TASK BRIEF » All of the material below is to be retyped exactly.

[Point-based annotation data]
+ + +

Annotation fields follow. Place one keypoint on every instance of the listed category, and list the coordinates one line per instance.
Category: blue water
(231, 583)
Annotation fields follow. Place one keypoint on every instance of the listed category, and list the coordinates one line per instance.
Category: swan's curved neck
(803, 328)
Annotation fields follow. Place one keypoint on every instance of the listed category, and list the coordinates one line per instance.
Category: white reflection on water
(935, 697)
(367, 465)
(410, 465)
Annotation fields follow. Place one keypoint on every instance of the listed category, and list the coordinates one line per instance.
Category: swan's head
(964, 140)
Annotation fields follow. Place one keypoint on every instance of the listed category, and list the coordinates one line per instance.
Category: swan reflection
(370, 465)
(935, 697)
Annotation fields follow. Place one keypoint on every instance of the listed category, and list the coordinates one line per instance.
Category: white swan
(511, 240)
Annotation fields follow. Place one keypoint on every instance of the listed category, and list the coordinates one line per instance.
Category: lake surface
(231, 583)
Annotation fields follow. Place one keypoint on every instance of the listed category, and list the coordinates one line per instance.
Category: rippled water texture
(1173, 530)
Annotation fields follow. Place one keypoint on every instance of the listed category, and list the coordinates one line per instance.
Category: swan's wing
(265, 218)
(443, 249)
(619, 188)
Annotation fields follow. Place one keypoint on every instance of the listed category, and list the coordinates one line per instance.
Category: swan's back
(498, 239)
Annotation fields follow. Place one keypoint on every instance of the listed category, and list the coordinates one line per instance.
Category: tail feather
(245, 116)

+ + +

SOLUTION TO THIS PROBLEM »
Annotation fields follow. Place one keypoint on every instance of the listed category, and list the coordinates one line per instance.
Category: blue water
(231, 583)
Annotation fields follow. Place one keypoint on every instance of the listed category, and list the coordinates one line per instance.
Category: swan's curved neck
(803, 328)
Annotation fields follow. Place one keypoint on every instance of the listed category, and list the coordinates one line per instance.
Category: white reflection on water
(935, 697)
(367, 465)
(410, 465)
Annotation fields follow. Place one keypoint on every instance of the listed category, and list the coordinates one line per instance.
Category: swan's head
(964, 140)
Annotation fields follow. Place one keypoint on every instance of the listed category, and list the coordinates one line per instance.
Category: swan reflection
(370, 465)
(935, 697)
Annotation fields follow. Place one keypoint on every instance of the listed category, and list the coordinates one line per instance.
Category: white swan
(511, 240)
Annotation fields follow. Place one keypoint on every instance of the listed category, and list the coordinates one line per instance.
Category: lake surface
(231, 583)
Annotation fields follow. Place one keypoint on every instance of the listed category, and list the coordinates one line per instance.
Category: rippled water texture
(1173, 530)
Annotation fields follow. Place one keypoint on every instance of the listed category, and list the coordinates one line per instance.
Category: swan's wing
(265, 218)
(443, 249)
(619, 188)
Annotation fields follow. Place one keypoint on every instance of the listed category, and list the coordinates one line per instance.
Category: swan's back
(498, 239)
Annotation fields follow. Place one keypoint on every instance of the listed category, and list the coordinates one line per instance.
Category: tail feather
(245, 116)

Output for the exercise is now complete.